[start DATASET RECORDS]
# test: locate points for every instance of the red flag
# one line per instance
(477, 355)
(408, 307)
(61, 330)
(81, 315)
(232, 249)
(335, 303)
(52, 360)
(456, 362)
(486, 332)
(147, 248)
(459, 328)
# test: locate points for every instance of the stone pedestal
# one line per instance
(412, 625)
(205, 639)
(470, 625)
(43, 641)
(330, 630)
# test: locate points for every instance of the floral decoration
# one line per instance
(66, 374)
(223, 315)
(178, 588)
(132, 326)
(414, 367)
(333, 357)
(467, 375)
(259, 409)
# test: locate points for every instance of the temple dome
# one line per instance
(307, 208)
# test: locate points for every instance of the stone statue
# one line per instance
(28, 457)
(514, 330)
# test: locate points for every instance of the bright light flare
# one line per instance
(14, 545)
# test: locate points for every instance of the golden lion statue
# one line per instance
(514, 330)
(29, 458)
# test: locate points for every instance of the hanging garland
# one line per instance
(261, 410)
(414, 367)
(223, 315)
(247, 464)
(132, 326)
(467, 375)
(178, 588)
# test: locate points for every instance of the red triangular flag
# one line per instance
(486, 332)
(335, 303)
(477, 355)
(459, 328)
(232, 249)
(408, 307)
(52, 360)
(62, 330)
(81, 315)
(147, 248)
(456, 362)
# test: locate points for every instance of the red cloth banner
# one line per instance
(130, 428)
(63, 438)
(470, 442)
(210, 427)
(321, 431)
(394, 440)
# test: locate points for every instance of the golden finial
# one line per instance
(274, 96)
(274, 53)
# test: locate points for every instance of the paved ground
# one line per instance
[end DATASET RECORDS]
▸ **TASK PROMPT**
In the records above, locate the line that contains "# test: locate points for every instance of the stone pedestal". Repeat it and every line after it, exactly, and nothing else.

▸ **COMPLETED TASK**
# test: locate points for every instance of the stone pedestal
# one line per instance
(412, 625)
(205, 639)
(470, 625)
(43, 641)
(330, 630)
# test: locate points for every instance of the floral decoration
# one line per instance
(66, 374)
(223, 315)
(178, 588)
(132, 326)
(414, 367)
(333, 357)
(467, 375)
(259, 409)
# test: locate points for every instance of the temple dome
# one line per instance
(307, 208)
# test: locate points for every instance of the stone statue
# one line per instance
(28, 457)
(514, 330)
# test: locate points for every instance of the bright light flare
# one line per instance
(14, 545)
# test: locate points for every instance of the golden lion statue
# one line per instance
(514, 330)
(29, 458)
# test: locate points for every instance of the hanging garland
# one line per instance
(261, 410)
(414, 367)
(223, 315)
(247, 464)
(132, 326)
(467, 375)
(178, 588)
# test: locate points for every instance of the red triangular flag
# one line per instance
(486, 332)
(335, 303)
(477, 355)
(459, 328)
(232, 249)
(408, 307)
(52, 360)
(62, 330)
(81, 315)
(147, 248)
(456, 362)
# test: locate points for every instance of the red cloth banner
# one line per instance
(130, 428)
(63, 438)
(470, 442)
(210, 427)
(321, 431)
(394, 440)
# test: locate points for every instance of the golden finial
# one line per instance
(274, 96)
(274, 53)
# test: locate points for every instance of the paved ground
# one line per instance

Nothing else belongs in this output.